TASK DETAILS:
Copy out the rows below, changing each "black sign" to "dark sign" and keeping everything else as is.

Rows from a segmentation dataset:

[start]

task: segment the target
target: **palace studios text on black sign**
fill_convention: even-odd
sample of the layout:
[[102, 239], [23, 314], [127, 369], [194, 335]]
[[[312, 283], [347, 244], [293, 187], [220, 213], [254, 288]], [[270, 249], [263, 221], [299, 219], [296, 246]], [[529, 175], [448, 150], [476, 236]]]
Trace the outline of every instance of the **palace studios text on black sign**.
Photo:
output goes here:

[end]

IN RESPONSE:
task: segment the target
target: **palace studios text on dark sign**
fill_convention: even-odd
sample of the layout:
[[102, 239], [23, 314], [127, 369], [194, 335]]
[[[312, 283], [347, 244], [293, 187], [220, 213], [254, 288]], [[270, 249], [263, 221], [299, 219], [296, 246]], [[529, 175], [448, 150], [476, 236]]]
Trace the outline of every instance of the **palace studios text on dark sign**.
Photo:
output goes here:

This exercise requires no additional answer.